## ATTIVITÀ DA SVOLGERE
1. Nel brano sul film, dove vive Aaron?
2. Riproduci il brano sul film a partire da "La voce off" fino a "a finire male.".

─── BRANO DI TESTO ───

La voce off e i dialoghi non lasciano alcun dubbio: come i mix micidiali di gin, codeina, droghe e altre bevande strane che ingurgitano tutti i personaggi del film (mentre nel cinema sociale made in Britain di vent'anni fa, anche il più irriducibile dei punkabbestia non rifiutava mai una buona tazza di tè!), il film non promette niente di buono. Per la coppia che diventerà l'epicentro di tutta la storia – Aaron il nullafacente che vive in una roulotte e Laila che lotta per sfuggire alla morsa del padre pakistano – gli eventi del film sono destinati a finire male.

Ma al di là della loro vita grigia e opprimente da emarginati, Aaron e Laila sono toccanti quando passeggiano, soli al mondo, nei paesaggi primitivi dello Yorkshire, e quando, capelli rosa al vento, la giovane parrucchiera ricorda alcuni momenti della sua infanzia, ai tempi in cui suo padre le dava teneri soprannomi. Eppure, dopo una presentazione un po' confusa, una successione di eventi tragici finisce per fare dei due innamorati il bersaglio di una spietata caccia all'uomo notturna. Il padre di Laila ha infatti sguinzagliato sulle loro tracce suo fratello Zaheer e i suoi scagnozzi, oltre a un branco di teppisti bianchi aggressivi, avidi e completamente fatti.

─── ESTRATTI DELLE VOCI ───

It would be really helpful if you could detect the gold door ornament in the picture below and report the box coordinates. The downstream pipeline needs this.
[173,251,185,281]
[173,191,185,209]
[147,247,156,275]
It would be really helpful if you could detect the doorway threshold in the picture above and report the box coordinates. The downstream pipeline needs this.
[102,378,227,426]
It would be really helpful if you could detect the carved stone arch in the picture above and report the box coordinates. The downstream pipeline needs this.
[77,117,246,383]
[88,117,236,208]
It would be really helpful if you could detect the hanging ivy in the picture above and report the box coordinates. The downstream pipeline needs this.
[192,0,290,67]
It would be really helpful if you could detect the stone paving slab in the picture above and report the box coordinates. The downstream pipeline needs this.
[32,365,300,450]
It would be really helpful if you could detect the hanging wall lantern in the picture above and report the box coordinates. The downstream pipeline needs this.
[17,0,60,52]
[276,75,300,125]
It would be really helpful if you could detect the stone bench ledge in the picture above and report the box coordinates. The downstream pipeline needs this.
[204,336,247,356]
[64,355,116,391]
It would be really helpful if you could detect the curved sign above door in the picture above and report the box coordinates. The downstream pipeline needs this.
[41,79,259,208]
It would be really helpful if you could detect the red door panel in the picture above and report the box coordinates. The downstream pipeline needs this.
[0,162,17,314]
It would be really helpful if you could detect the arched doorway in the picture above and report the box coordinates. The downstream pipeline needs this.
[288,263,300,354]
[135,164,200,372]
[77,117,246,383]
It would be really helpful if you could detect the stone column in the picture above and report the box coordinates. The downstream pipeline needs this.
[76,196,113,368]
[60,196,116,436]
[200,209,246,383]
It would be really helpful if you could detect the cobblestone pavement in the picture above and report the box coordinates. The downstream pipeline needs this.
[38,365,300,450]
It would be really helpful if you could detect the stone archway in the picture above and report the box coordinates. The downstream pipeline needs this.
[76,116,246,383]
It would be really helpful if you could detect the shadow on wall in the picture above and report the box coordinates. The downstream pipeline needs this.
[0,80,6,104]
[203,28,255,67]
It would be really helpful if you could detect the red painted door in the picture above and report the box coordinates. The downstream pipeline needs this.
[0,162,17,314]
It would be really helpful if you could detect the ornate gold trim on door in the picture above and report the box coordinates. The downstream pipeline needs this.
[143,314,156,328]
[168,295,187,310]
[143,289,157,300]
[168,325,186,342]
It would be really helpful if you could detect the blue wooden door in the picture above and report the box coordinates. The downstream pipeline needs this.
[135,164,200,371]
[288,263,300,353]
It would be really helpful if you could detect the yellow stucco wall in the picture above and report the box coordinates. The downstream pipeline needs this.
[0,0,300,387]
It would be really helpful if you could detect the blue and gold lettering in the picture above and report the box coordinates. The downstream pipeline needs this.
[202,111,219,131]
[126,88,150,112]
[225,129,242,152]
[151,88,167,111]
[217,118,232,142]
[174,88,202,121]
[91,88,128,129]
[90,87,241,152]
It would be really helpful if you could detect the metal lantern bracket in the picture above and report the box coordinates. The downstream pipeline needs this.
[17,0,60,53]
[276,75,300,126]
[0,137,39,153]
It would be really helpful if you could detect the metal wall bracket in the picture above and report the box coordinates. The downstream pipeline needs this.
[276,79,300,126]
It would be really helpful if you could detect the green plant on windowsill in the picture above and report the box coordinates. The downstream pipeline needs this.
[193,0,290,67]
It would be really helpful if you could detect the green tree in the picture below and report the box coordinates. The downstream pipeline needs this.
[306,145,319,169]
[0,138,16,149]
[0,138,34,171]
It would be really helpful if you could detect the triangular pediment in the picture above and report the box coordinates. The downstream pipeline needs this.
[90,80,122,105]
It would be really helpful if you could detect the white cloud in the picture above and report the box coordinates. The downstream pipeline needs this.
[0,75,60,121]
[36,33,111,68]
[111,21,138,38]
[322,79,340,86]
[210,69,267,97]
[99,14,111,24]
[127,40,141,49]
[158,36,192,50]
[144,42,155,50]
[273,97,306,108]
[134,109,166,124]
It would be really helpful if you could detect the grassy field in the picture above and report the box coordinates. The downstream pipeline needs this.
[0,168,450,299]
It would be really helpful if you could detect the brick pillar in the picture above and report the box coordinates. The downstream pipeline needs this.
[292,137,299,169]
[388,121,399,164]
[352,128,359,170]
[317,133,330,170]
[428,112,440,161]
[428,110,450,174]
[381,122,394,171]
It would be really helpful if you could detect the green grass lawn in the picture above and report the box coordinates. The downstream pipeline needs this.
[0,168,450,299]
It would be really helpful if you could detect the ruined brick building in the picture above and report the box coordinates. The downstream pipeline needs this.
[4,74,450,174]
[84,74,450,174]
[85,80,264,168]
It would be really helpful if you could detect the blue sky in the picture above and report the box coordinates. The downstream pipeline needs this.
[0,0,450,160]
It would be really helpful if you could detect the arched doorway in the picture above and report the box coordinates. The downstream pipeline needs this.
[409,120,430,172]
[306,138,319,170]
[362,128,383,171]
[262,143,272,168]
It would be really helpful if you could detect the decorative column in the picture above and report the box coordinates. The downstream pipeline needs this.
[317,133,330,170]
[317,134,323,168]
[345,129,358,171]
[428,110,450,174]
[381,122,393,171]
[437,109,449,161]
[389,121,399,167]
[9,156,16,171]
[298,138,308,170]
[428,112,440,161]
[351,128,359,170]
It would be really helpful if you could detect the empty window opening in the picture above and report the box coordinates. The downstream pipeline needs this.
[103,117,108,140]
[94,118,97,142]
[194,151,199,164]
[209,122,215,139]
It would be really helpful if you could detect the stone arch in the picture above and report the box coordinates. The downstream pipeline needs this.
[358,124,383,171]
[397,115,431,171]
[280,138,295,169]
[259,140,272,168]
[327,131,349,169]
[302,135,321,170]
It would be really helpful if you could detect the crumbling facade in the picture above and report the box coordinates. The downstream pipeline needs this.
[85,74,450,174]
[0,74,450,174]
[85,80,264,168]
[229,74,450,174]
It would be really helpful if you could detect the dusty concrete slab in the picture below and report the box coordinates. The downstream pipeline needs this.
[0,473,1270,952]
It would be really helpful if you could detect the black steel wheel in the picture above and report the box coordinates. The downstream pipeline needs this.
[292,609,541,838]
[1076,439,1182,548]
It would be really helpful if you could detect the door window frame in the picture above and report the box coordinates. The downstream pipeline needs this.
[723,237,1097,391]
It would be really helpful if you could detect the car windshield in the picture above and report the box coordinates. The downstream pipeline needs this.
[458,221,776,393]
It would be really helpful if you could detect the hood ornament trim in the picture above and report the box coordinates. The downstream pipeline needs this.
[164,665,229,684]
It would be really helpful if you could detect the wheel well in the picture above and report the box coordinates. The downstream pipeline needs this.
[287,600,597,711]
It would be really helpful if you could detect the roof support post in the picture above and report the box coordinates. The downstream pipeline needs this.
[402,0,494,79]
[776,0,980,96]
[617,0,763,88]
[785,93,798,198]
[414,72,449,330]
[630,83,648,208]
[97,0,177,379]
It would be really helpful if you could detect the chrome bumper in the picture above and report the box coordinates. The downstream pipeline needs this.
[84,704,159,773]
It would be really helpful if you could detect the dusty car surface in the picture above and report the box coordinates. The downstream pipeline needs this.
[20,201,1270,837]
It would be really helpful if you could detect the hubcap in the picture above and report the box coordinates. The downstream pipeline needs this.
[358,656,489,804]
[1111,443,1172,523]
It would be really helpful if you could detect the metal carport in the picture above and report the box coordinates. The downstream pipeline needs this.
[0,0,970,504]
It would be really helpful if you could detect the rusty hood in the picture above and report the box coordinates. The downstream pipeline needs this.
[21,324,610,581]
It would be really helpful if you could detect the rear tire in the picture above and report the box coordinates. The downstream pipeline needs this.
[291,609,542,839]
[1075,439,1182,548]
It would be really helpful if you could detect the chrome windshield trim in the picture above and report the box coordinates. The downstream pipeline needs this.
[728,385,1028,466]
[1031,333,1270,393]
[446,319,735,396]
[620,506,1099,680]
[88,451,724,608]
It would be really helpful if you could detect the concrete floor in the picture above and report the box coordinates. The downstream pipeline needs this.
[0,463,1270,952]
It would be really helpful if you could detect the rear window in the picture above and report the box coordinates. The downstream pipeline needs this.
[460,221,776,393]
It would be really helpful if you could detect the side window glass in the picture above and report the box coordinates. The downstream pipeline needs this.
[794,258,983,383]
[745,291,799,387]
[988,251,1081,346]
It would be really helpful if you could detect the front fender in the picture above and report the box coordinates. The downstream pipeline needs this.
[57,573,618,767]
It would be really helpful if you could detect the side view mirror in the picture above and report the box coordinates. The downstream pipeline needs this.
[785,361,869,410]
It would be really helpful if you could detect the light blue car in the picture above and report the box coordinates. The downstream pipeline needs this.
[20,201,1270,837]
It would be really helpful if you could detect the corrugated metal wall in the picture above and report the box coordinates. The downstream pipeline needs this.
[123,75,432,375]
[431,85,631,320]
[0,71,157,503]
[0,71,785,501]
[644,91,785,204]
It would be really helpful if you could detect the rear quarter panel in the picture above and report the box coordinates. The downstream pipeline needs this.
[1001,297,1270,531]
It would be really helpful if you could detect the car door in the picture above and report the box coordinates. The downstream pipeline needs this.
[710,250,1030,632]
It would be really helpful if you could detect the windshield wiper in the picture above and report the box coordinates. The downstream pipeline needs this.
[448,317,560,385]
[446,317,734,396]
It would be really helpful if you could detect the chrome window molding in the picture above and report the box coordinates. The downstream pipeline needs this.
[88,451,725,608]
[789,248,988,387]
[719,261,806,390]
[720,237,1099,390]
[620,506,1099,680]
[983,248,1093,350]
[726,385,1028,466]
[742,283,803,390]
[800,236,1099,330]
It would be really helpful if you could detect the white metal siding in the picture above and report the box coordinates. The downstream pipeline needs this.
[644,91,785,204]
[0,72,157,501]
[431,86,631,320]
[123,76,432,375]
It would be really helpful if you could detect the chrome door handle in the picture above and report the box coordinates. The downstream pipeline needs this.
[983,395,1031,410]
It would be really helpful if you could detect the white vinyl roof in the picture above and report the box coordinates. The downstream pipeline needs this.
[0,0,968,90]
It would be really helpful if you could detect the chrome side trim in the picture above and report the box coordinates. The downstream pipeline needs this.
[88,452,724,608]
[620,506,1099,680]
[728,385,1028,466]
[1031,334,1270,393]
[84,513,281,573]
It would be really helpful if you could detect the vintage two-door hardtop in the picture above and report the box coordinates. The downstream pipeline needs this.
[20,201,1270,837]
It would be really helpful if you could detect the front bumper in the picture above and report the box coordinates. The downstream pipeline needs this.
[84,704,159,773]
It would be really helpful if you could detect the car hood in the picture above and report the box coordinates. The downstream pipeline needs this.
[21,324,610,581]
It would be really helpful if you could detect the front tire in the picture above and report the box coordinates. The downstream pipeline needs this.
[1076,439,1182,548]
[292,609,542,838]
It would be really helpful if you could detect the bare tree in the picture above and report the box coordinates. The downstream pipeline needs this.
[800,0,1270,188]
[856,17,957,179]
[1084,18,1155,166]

───

## SOLUZIONI DEGLI ESERCIZI
1. In una roulotte.

2.
La voce off e i dialoghi non lasciano alcun dubbio: come i mix micidiali di gin, codeina, droghe e altre bevande strane che ingurgitano tutti i personaggi del film (mentre nel cinema sociale made in Britain di vent'anni fa, anche il più irriducibile dei punkabbestia non rifiutava mai una buona tazza di tè!), il film non promette niente di buono. Per la coppia che diventerà l'epicentro di tutta la storia – Aaron il nullafacente che vive in una roulotte e Laila che lotta per sfuggire alla morsa del padre pakistano – gli eventi del film sono destinati a finire male.